Start of Block

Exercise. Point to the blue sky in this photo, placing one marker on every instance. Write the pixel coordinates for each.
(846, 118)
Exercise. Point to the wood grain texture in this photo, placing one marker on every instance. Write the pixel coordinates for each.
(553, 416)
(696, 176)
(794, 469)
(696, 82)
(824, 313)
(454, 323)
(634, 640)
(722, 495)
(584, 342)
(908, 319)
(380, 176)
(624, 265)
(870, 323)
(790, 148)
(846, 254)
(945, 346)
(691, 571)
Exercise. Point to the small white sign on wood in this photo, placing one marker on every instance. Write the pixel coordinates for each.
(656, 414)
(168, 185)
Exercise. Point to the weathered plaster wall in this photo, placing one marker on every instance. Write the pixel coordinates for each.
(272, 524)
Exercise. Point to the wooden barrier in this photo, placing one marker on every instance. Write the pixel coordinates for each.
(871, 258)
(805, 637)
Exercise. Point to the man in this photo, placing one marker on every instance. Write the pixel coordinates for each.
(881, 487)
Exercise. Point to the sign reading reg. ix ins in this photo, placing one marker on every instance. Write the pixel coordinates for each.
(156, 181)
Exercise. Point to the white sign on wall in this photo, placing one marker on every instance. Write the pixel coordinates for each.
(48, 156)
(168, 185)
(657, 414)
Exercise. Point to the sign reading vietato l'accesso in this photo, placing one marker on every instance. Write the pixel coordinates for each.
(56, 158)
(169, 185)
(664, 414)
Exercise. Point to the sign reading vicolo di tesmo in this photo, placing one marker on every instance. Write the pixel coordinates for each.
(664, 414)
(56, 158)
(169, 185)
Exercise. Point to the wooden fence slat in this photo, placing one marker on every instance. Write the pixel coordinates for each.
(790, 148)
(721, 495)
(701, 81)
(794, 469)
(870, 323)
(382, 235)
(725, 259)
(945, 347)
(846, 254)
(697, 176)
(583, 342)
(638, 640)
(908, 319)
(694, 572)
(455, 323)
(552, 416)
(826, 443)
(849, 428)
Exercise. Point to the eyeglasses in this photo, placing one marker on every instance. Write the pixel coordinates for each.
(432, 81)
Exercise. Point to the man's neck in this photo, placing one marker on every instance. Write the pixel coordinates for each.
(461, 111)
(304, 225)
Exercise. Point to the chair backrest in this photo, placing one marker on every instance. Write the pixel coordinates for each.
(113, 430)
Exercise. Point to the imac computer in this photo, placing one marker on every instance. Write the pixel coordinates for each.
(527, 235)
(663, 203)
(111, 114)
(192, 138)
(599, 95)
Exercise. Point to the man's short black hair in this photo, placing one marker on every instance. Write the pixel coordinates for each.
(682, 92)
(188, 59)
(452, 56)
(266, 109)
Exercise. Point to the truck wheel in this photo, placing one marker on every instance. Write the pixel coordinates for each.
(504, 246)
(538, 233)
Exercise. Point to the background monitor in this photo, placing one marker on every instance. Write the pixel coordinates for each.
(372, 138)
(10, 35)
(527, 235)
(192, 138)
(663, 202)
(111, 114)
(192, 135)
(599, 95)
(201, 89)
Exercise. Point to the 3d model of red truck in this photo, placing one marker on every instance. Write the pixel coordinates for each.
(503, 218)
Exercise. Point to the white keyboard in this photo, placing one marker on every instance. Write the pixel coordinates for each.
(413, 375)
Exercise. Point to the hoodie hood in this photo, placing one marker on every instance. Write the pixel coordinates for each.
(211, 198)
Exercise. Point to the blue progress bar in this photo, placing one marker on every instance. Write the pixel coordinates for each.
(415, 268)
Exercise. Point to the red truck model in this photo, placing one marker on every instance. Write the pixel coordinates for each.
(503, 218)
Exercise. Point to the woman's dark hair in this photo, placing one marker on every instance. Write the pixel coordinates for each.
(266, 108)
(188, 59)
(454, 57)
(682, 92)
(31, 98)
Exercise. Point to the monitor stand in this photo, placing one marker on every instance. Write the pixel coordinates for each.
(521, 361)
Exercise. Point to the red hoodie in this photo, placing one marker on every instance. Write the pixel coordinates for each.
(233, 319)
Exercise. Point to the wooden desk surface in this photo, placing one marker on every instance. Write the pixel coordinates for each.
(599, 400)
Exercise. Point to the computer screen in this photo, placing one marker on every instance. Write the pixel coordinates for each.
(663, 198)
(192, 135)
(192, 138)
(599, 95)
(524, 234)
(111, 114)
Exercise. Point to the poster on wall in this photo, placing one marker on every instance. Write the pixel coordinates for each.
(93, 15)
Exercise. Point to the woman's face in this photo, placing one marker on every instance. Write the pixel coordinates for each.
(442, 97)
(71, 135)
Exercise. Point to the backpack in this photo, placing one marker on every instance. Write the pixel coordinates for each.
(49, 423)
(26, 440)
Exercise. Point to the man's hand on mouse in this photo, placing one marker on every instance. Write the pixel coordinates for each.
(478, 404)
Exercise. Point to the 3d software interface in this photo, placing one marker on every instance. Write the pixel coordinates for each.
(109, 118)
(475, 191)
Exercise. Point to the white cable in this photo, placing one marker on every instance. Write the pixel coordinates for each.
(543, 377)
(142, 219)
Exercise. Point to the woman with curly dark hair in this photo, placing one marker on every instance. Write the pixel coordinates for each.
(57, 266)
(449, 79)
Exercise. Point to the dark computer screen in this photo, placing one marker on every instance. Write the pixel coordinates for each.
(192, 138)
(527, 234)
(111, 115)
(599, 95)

End of Block

:: Task directions ::
From the line holding "Exercise. Point to the 3d software" through the final line of the data above, copy every line exactly as written. Include nothing else.

:: Solution ::
Exercise. Point to the 3d software interface in this photo, placing one marker on every instance. Write the pixel coordinates for each.
(109, 118)
(475, 191)
Exercise. Point to the white cable in this photo, placing one marker on every instance. Write the pixel coordinates for each.
(543, 377)
(142, 219)
Exercise. Point to the woman with curly dark hair in this photo, placing one marker on every instance. Write the pixel coordinates for each.
(57, 266)
(449, 79)
Exercise. Point to the dark computer screen in this photo, placing one marker on every instance. Write the pixel coordinates for each.
(192, 138)
(527, 234)
(111, 115)
(599, 95)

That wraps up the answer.